## Task requirements
(a) In the article on Chiari malformation surgery, write out the stretch from "He walked on" through "having Chiari malformation.".
(b) According to the Chiari malformation article, in which part of the brain do Chiari malformations occur?
(c) Proceed with the article on Chiari malformation surgery, picking up right after its final sentence.
*** Document passage ***
Decompression Surgery Offers Solution for Chiari Malformation Symptoms

January 4, 2016

Zeke and DebParents are very intuitive to the developmental growth of their children and how they progress as a baby, toddler, pre-schooler, to elementary age. Since an infant, Zeke’s mom, Deb, knew something was wrong for a longtime.

He walked on his toes constantly – he never walked on his flat feet. He felt no hot or cold. Zeke had periods of rage and irritability. And as may Chiari patients, his speech was impeded by a thick tongue. Then one day during lunchtime, he had a one pupil that was dilated very large. A visit to the eye doctor indicated that there was extreme pressure on Zeke’s retina – pressure that was coming from the brain. An emergency trip was made to the ER and it was then doctors diagnosed Zeke as having Chiari malformation.

Zeke’s mom did extensive research about Chiari malformation. She communicated with many patients who had great surgical outcomes and one name kept coming up, Dr. Gilmer, located in Royal Oak, Mich.

“She found me on the internet,” says Holly Gilmer, M.D., neurosurgeon.  “She did her research, searching all opportunities, and was very particular about what she wanted for Zeke She found that I specialize in Chiari malformation surgery.”

Deb says, “Zeke and his family traveled from Maine and we’re so glad we found Dr. Gilmer.”

What is Chiari Malformation

Chiari malformations are structural defects that occur in the cerebellum, the part of the brain that controls coordination and muscle movement. Previous estimates were that malformations occur in about one in every 1,000 births, but increased use of diagnostic imaging indicates that the disorder may be more common.
*** End of Document passage ***
*** Material supplied ***
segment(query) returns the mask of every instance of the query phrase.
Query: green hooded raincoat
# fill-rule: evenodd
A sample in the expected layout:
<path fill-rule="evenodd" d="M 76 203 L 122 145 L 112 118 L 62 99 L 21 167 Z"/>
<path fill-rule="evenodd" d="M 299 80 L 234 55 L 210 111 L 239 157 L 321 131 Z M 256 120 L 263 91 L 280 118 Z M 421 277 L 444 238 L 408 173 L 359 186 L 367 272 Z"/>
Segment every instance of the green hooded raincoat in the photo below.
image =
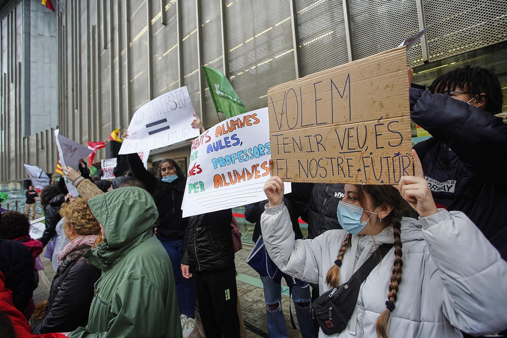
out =
<path fill-rule="evenodd" d="M 95 285 L 83 338 L 182 337 L 172 268 L 151 229 L 158 212 L 145 190 L 116 189 L 90 199 L 92 212 L 106 241 L 84 256 L 102 270 Z"/>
*** End of Material supplied ***
## Responses to the tasks
(a)
He walked on his toes constantly – he never walked on his flat feet. He felt no hot or cold. Zeke had periods of rage and irritability. And as may Chiari patients, his speech was impeded by a thick tongue. Then one day during lunchtime, he had a one pupil that was dilated very large. A visit to the eye doctor indicated that there was extreme pressure on Zeke’s retina – pressure that was coming from the brain. An emergency trip was made to the ER and it was then doctors diagnosed Zeke as having Chiari malformation.

(b) The cerebellum.

(c)
Normally the cerebellum and parts of the brain stem sit in the posterior fossa of the skull, above the foramen magnum, or the opening to the spinal canal. In individuals with Chiari malformations, the posterior fossa is abnormally small and misshapen. It presses on the brain, forcing it downward and causing the cerebellar tonsils to protrude into the spinal canal. This blocks the flow of cerebrospinal fluid to the brain, which can lead to hydrocephalus and/or increased intracranial pressure. It also causes direct pressure on the brain stem and upper spinal cord.

Chiari malformation is diagnosed by MRI. When deciding if surgery is an option, the extent of the herniation of the brain into the spine is not as important as the symptoms the patient experiences. For some adults, symptoms are not severe and they do not require surgery. Chiari malformation is also sometimes an incidental finding on MRI, and the person is asymptomatic.